No, my bike isn't as I discover, once back in the saddle.
My toe-clips keep scraping on my front tyre due to a
completely bent front fork. Luckily, I hit the bumper
straight on, which meant both sides of the fork were
evenly pushed inwards, so it's rideable, but not able
to turn corners very well. The Daewoo Nexia leaves the
scene of the accident with just a small tyre mark on
it's lower bumper.
Our
cycling trip through Uzbekistan: Click HERE to view
larger map and more details
We continue on to the border where
apart from having to fill two sets of declaration forms
in at Uzbek customs control, it is a relatively painless
ordeal and only takes a miraculous half and hour for
both the countries formalities. Osh is about 10kms from
the border and we arrive reasonably early in the afternoon.
Osh (60km; 577m) Osh
Guesthouse takes a bit of effort to find and for
180 som each (1 Euro = 50som), we can have a dorm bed.

☆ ☆ ☆ ☆ ☆

GIVEN TASK 1 => Transcribe the stretch of the cycling travelogue from "My toe-clips keep" through "it's lower bumper.".
GIVEN TASK 2 => Pick up the cycling travelogue after its last sentence and carry it on.
This listing has no connection to the cycling travelogue.

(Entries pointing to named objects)

☆ ☆ ☆ ☆ ☆

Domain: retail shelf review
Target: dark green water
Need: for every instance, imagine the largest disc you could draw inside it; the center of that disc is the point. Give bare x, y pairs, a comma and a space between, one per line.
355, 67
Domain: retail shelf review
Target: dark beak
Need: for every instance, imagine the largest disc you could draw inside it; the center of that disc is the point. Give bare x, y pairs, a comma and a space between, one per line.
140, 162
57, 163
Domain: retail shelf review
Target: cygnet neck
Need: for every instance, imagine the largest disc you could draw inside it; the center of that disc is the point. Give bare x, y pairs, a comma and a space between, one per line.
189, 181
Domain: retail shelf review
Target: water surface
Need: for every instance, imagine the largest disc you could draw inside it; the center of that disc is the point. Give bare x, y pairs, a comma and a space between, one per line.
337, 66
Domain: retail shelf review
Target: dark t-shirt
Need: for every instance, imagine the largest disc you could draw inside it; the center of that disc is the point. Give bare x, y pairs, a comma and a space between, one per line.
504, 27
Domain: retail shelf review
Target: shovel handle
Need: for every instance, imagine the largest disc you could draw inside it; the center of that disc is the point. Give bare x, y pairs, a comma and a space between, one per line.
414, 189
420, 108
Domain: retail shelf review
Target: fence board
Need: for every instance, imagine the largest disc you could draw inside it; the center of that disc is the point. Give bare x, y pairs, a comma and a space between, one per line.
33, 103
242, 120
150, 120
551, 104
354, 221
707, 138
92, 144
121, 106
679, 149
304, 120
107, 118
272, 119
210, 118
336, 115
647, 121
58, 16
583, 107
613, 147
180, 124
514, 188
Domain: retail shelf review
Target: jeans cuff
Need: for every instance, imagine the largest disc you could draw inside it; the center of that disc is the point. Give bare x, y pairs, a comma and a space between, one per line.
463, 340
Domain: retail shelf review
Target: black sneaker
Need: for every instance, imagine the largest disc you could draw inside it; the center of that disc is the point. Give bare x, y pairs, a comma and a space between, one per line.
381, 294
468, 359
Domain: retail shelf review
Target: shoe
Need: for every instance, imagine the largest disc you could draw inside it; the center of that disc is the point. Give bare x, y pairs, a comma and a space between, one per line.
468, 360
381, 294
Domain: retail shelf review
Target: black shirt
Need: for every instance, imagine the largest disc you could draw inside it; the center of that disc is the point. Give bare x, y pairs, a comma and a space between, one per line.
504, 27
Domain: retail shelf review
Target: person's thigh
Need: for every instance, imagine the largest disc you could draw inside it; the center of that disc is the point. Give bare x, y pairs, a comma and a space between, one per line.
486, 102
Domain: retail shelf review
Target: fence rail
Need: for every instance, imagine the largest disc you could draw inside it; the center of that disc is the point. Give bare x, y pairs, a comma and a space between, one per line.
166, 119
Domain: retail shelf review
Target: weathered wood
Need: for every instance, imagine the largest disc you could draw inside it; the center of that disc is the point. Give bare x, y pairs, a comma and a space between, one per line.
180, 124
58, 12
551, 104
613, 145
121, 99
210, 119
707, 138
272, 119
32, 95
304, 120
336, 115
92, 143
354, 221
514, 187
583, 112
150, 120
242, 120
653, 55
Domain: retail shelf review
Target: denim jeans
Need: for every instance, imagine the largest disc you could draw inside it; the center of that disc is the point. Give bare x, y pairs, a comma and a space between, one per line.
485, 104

☆ ☆ ☆ ☆ ☆

EXPECTED OUTPUT 1 =>
My toe-clips keep scraping on my front tyre due to a
completely bent front fork. Luckily, I hit the bumper
straight on, which meant both sides of the fork were
evenly pushed inwards, so it's rideable, but not able
to turn corners very well. The Daewoo Nexia leaves the
scene of the accident with just a small tyre mark on
it's lower bumper.

EXPECTED OUTPUT 2 =>
This place fills up quick due to it being mentioned
in the Lonely Planet. After a few days of being locked
out, having no water or internet access and tippy-toeing
around in a rather dirty kitchen and bathroom, we tell
the guys running it what we think. Immediate changes
have been made and the place is spruced up. We have
to give them credit as well for putting us onto a really
good bikeshop: the only one in Osh. X-Store
/ Bike Master (Alieva 145, Osh. tel: 56633
part of the Osh Business and Training Centre)
and be forewarned: there are virtually no street signs
in Osh.
Run by two young bike enthusiasts,
Nicolai & Max, it is clear that my bike is in good
hands. We leave it overnight for them to figure out
what they can do and the next day there's a second hand
steel fork, which has been freshly spray painted as
the first option and the second is Nicolai is prepared
to take the fork off one of his bikes to fix mine. The
cost 500 som and 1000 som respectively because he's
not so keen on pulling his own bike apart. This, of
course I can understand. Option number one is fine and
we come back later in the afternoon to pick it up. We
have to wait a bit while my brakes and gears are adjusted
and all my cables are oiled as well but it is no problem
as the activity in the workshop is entertaining enough.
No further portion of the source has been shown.